In practical terms, Shocker takes about a half-dozen different horror and thriller concepts and merges them to make a film that feels entirely its own. It’s by turns a slasher, a detective procedural, a possession movie, a ghost movie, a supernatural romance, a chase movie, and a techno-thriller—all while fitting in some incisive commentary about American television culture and violence. It’s a testament to Craven’s finesse behind the camera and his intelligence on the page that it comes together coherently whatsoever, let alone being just as much of a blast as it is.

+++

• _REQUIREMENT 1_: List every kind of film the review says Shocker is, in turn.
• _REQUIREMENT 2_: Copy everything in the review from "In practical terms, Shocker" down to "blast as it is.", swapping "Shocker" for "this movie".
The items come from a separate source and have no link to the review.

+++

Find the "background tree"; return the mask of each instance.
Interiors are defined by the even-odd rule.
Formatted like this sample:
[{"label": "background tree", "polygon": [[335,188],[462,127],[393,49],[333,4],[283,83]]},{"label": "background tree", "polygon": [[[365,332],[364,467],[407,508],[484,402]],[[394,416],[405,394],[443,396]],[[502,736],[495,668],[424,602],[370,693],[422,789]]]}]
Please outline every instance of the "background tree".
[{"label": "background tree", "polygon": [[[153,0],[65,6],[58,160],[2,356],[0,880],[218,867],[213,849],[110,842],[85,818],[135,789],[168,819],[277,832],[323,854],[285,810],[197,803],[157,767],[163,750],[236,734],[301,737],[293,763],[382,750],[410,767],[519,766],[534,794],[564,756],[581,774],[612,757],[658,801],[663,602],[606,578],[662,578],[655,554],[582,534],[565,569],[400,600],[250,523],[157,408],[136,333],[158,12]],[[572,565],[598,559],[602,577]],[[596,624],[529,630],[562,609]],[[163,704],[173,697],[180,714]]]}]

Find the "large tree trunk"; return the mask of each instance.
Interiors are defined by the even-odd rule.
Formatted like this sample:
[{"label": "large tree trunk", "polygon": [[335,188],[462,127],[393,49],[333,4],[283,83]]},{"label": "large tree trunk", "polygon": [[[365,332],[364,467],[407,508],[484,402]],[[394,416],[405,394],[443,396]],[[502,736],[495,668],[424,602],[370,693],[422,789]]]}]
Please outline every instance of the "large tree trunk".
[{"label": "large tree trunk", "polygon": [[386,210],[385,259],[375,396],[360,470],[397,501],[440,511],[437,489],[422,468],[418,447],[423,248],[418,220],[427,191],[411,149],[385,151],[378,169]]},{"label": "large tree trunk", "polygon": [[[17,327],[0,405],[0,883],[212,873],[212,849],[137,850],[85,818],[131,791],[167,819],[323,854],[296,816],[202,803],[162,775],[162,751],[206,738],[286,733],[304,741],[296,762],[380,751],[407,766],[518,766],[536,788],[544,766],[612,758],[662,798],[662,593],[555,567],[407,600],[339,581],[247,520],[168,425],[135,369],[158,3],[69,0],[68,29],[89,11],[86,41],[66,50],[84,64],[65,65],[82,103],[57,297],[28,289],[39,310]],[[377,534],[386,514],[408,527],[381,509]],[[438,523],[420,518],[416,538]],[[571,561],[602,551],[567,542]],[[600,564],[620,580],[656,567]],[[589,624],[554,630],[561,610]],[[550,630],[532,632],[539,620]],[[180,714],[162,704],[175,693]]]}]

+++

• _EXERCISE RESPONSE 1_: slasher, detective procedural, possession movie, ghost movie, supernatural romance, chase movie, techno-thriller

• _EXERCISE RESPONSE 2_:
In practical terms, this movie takes about a half-dozen different horror and thriller concepts and merges them to make a film that feels entirely its own. It’s by turns a slasher, a detective procedural, a possession movie, a ghost movie, a supernatural romance, a chase movie, and a techno-thriller—all while fitting in some incisive commentary about American television culture and violence. It’s a testament to Craven’s finesse behind the camera and his intelligence on the page that it comes together coherently whatsoever, let alone being just as much of a blast as it is.